TEXT:
[Start of Attachment]

No you just special case the function call and tell the proof analyzer "this never happens". Strictly speaking, a lie, but probably a sophisticated prover could even be rigged to keep track of those conditions (not in x years, e.g.) if you so chose

richardfey · on May 28, 2021

Exactly my thoughts. This is something I would expect covered by the testing process. I wonder what the Apollo engineers would say about this.

crocal · on May 28, 2021

This is actually compulsory requirement for safe communication protocols in railway according to EN 50159. The correct way to manage this is to reject the outdated samples. Ultimately, this should result in a transition to fallback mode (in this case, emergency landing mode).

GeorgeTirebiter · on May 28, 2021

This is actually all very complicated, because if you're doing e.g. velocity estimation via smoothed differences, missing a point means you've (effectively) inserted a spike-like pseudo-datapoint into your Kalman filter (or whatever) --- it will not totally crap, but will be incorrect until the 'bad' datapoint flows completely through the filter.

crocal · on May 28, 2021

... Indeed. Therefore we add sensor diversity to balance the failure modes and increase availability. Having no sample means that you increase your confidence interval at warp speed to account for all possible scenarios. Very quickly your estimate becomes : « great, I am traveling at 35kph +/- 100kph. Wait. What? »

loa_in_ · on May 28, 2021

That sounds nearly impossible a feature to implement. Simulating a virtual copy of a component that's purpose is to deliver novel data, autonomously?

timmattison · on May 28, 2021

I think it can be simpler than that. If a piece of code is going to do a velocity calculation from motion estimation between two frames it should expect to get new data every 1 / FPS seconds. A local clock could help validate that. If data comes too fast or too slow within some tolerance then the system could signal there is an issue. If the images have time stamps it could check those too.

[End of Attachment]

TASKS TO COMPLETE:
1 > Decide whether each statement agrees with the thread on missing sensor data, answering yes or no and quoting the words of the thread that settle it: (a) in the case discussed, the fallback mode is emergency landing mode; (b) code computing velocity between two frames should expect new data once per second; (c) a missing point makes a Kalman filter fail totally.
2 > Extend the thread on missing sensor data beyond its final reply.
The records below come from a separate source.

INFORMATION:
[Start of Attachment]

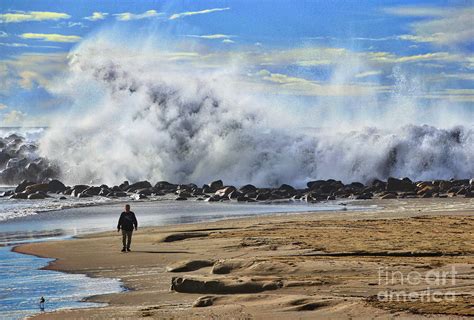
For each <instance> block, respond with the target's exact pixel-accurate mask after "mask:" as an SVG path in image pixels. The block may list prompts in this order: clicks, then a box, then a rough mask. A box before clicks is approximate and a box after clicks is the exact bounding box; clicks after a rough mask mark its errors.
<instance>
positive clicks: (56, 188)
mask: <svg viewBox="0 0 474 320" xmlns="http://www.w3.org/2000/svg"><path fill="white" fill-rule="evenodd" d="M64 190H66V186H65V185H64V183H62V182H61V181H59V180H56V179H53V180H51V181H50V182H48V191H49V192H54V193H57V192H63V191H64Z"/></svg>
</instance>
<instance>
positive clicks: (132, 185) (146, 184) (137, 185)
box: [127, 181, 151, 192]
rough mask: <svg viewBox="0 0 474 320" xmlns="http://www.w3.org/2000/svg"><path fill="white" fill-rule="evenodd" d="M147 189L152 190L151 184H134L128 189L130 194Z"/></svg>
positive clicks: (143, 183)
mask: <svg viewBox="0 0 474 320" xmlns="http://www.w3.org/2000/svg"><path fill="white" fill-rule="evenodd" d="M145 188H151V183H150V182H148V181H138V182H135V183H133V184H131V185H130V186H129V187H128V188H127V191H128V192H134V191H135V190H138V189H145Z"/></svg>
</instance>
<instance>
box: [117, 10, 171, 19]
mask: <svg viewBox="0 0 474 320" xmlns="http://www.w3.org/2000/svg"><path fill="white" fill-rule="evenodd" d="M162 15H163V13H158V12H157V11H156V10H148V11H145V12H144V13H141V14H134V13H130V12H123V13H117V14H114V16H115V17H116V19H117V20H118V21H130V20H140V19H149V18H156V17H159V16H162Z"/></svg>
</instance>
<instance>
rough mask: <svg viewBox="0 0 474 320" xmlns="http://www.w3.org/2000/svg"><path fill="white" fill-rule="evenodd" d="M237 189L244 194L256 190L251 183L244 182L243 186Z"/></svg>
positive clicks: (251, 191) (253, 186) (255, 190)
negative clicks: (245, 184) (243, 193)
mask: <svg viewBox="0 0 474 320" xmlns="http://www.w3.org/2000/svg"><path fill="white" fill-rule="evenodd" d="M239 190H240V192H242V193H244V194H245V193H251V192H256V191H257V187H255V186H254V185H252V184H246V185H245V186H243V187H241V188H240V189H239Z"/></svg>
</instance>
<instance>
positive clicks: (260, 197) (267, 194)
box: [255, 193, 270, 201]
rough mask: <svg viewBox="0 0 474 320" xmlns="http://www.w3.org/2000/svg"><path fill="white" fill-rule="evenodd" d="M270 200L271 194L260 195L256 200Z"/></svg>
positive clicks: (264, 193) (262, 193)
mask: <svg viewBox="0 0 474 320" xmlns="http://www.w3.org/2000/svg"><path fill="white" fill-rule="evenodd" d="M269 199H270V193H259V194H258V195H257V197H256V198H255V200H257V201H265V200H269Z"/></svg>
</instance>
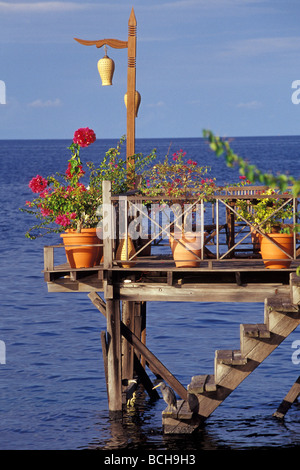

[End of Attachment]

ANSWERS TO THE EXERCISES:
1 >
(a) Yes: "Ultimately, this should result in a transition to fallback mode (in this case, emergency landing mode)."
(b) No: "it should expect to get new data every 1 / FPS seconds."
(c) No: "it will not totally crap, but will be incorrect until the 'bad' datapoint flows completely through the filter."

2 >
Now you’d need to hope the inertial guidance is good enough at those altitudes. The article says it doesn’t use image based calculations for landing due to the possibility of kicking up dust.

zoomablemind · on May 28, 2021

> "...This glitch caused a single image to be lost, but more importantly, it resulted in all later navigation images being delivered with inaccurate timestamps..."

It seems that the timestamping is detached from frameshooting. That is, as if there were a burst happening, then the burst's frames get assigned the sequential timestamps. Thus if a burst had a glitched/skipped frame, a part of the series and the subsequent bursts become mis-attributed.

I understand that integrating the timestamping to be atomic to frameshooting is likely to slowdown the burst. So there has to be some expected internal timeline to validate the timeline that results from bursting.

SamBam · on May 28, 2021

> I imagine it is sort of like the organisms ...

Can you describe this further, or link to further reading?

tgbugs · on May 28, 2021

I don't have anything specific in mind that covers this (I'll look around), but maybe take a look at the work by Nicholas Strausfeld for some actual data on early nervous systems [0], and Leigh van Valen for the general theoretical framework [1].

0. https://scholar.google.com/scholar?q=Nicholas+Strausfeld

1. https://www.mn.uio.no/cees/english/services/van-valen/evolut...